▶ Exercise description
Carry on the study notes on bacterial genes and plasmids below, picking up after their final line.

▶ Excerpted text
* * * * * * * * *

In operon – expression of a group of genes is controlled by 1 promoter
Genes in operon are usually functionally related
Function - Operon allows for the production of multiple proteins in the same pathway all at once
Transcription and Tranlsation in Bacteria
Transcription and translation in bacteria also differ for Eukaryotes:
1. Bacteria genes do not have introns – mRNA does not usually need to be spliced
- Expection = some bacteria have self splining introns but that is rare
2. Since there is no nucleus – bacterial mRNA does not need to be transported before translation= transcription and translation can occur simultaneous
Bacteria storage of genetic information
Bacetria = can contain a second type of storage system for genetic information in addition to the circular chrosomeome
Second class of DNA storage = plasmid
Plasmids
Plasmid = extra chromosomal indepentely replicated DNA found in bacteria
- Plasmids = usually circular + usuallly non-essential
Often have multiple copies of the same plasmid in 1 cell (common to have 1-100 copies per cell)
- Plasmids can be in different copy numbers
Plasmids = smaller than the bacterial chrosome (1-200 kb plasmid vs. 4.6 megabase genome)

* * * * * * * * *

Dataset items:
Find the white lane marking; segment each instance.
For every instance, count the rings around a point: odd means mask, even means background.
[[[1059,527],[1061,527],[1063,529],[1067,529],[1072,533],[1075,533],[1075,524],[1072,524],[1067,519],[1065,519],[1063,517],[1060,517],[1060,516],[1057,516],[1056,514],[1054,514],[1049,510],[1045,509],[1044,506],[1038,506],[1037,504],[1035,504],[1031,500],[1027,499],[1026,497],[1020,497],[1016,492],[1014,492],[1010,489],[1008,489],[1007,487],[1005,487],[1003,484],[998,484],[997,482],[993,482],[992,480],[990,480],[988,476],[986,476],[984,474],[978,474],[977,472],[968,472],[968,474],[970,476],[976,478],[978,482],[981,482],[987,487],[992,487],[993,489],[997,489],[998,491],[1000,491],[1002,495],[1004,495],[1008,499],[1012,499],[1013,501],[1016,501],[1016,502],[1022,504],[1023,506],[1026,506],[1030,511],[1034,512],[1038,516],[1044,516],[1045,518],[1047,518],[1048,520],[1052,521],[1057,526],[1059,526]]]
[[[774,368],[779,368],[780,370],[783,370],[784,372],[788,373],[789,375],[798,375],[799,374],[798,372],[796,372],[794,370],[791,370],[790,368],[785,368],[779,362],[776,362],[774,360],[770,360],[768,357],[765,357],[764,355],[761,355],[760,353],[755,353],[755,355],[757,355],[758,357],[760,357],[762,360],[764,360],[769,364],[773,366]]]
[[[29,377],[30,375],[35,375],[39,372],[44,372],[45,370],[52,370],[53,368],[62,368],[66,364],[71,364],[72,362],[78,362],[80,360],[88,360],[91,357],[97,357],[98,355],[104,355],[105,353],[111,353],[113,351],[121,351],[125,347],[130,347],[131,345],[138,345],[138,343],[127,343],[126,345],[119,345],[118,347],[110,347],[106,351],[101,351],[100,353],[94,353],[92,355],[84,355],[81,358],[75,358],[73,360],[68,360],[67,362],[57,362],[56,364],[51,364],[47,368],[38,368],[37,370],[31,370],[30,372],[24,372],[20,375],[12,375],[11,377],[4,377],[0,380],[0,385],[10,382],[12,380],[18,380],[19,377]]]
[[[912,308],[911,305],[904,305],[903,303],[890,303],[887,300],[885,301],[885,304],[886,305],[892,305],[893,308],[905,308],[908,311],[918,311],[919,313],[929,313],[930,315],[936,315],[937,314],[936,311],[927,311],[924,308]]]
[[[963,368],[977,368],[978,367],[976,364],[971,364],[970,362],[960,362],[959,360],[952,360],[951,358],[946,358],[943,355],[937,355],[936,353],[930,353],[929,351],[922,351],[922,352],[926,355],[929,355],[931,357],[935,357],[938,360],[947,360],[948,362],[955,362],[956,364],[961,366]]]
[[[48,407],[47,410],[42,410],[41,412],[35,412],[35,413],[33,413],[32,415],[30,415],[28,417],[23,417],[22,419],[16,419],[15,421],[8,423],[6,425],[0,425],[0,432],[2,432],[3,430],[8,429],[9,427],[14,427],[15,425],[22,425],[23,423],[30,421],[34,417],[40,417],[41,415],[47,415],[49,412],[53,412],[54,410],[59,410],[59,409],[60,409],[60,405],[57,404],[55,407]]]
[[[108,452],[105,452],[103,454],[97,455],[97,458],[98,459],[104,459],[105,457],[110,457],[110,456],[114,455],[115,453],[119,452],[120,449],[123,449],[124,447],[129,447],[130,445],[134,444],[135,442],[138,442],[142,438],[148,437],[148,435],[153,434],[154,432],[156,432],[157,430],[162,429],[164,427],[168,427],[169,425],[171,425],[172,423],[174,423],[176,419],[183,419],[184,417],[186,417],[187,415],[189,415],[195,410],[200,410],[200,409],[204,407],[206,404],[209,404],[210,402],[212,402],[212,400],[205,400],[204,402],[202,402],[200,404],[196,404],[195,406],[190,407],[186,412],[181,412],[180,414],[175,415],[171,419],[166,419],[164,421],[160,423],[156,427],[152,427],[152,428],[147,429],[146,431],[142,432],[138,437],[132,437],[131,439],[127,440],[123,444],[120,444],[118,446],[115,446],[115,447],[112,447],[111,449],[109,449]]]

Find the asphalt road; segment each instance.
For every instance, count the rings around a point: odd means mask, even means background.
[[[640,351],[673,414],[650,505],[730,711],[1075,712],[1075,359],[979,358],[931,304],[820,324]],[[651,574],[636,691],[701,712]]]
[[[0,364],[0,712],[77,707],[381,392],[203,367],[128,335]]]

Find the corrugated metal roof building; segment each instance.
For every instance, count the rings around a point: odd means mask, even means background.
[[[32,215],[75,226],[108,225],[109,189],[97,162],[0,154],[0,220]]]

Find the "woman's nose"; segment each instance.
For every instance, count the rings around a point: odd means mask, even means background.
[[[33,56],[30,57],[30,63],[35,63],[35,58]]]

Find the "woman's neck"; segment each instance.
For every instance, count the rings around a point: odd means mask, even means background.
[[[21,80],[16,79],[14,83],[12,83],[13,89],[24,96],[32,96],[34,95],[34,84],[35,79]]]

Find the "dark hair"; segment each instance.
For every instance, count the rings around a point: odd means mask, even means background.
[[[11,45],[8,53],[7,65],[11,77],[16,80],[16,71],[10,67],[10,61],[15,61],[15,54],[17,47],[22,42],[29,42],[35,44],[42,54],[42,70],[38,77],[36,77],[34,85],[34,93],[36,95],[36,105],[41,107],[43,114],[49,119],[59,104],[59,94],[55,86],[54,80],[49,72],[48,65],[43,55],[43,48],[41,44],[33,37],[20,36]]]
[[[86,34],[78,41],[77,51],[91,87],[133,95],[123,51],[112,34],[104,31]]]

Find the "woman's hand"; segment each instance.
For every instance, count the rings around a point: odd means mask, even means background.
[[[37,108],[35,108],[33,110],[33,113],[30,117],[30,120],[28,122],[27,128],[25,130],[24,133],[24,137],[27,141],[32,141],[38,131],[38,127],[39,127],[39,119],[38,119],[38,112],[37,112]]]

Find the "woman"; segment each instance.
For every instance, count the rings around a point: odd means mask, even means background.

* * * * * * * * *

▶ Result
Plasmids can either be incorporated into the genome or may exist as a seperate entity
Plasmids in nature
Many bacteria have naturally occurring plasmids
Natural plasmids in Bacteria can:
1. Confer Antibiotic resistnce
2. Increase virulence
3. Aide in metabolism of a substance
Plasmids in lab Use
Use:
1. Molecular cloning –> transferring a gene from a genome or plasmid into another plasmid
- Includes introduce a DNA sequence into Eukaryotic cells
2. Protein purification –> –> Plasmids can be used to produce and purify recombinant protein
3. Exogenous gene expression
- Used to study bacterial physiology and biological processes
4. Facilitate chromosome engineering
- Used to study bacterial physiology and biological processes
5. Introduce a DNA sequence into bacterial cells
Key features common to most plasmids
- Restriction enzymes sites
- 5’ and 3’ Primer Sites
- Promoter
- Antibiotoc resistnce gene
- Markers selectable by other means
- Example – gene that makes growth in the presence of sucrose toxic OR Gene that makes growth on a nutrient necessary - Origin of replication
Plasmids = Need all of the elements for gene expression (to have expression of the gene of interest)
- Example – need the promoter and the ribosome binding site
Plasmid Structure - Restriction enzymes sites
Purpose - Allows for insertion or excision of a gene of interest
- aka multiple cloning site (MCS)
Between the RE (MCS) have the gene of interest that we cloned in
- RE sites = surrounds the gene of interst
Plasmid Structure - 5’ and 3’ Primer Sites
Purpose - Allows for confirmation of gene insertion through PCR amplification and sanger sequencing
Location –> Primer sites = regions upstream and downstream of the inserted gene
Plasmid Structure - Promoter
Purpose - Allows gene to be expression
Location - Furtehr upstream than the primer sites
Types of promoters used:
1. Inducible promoter (used for protein expression)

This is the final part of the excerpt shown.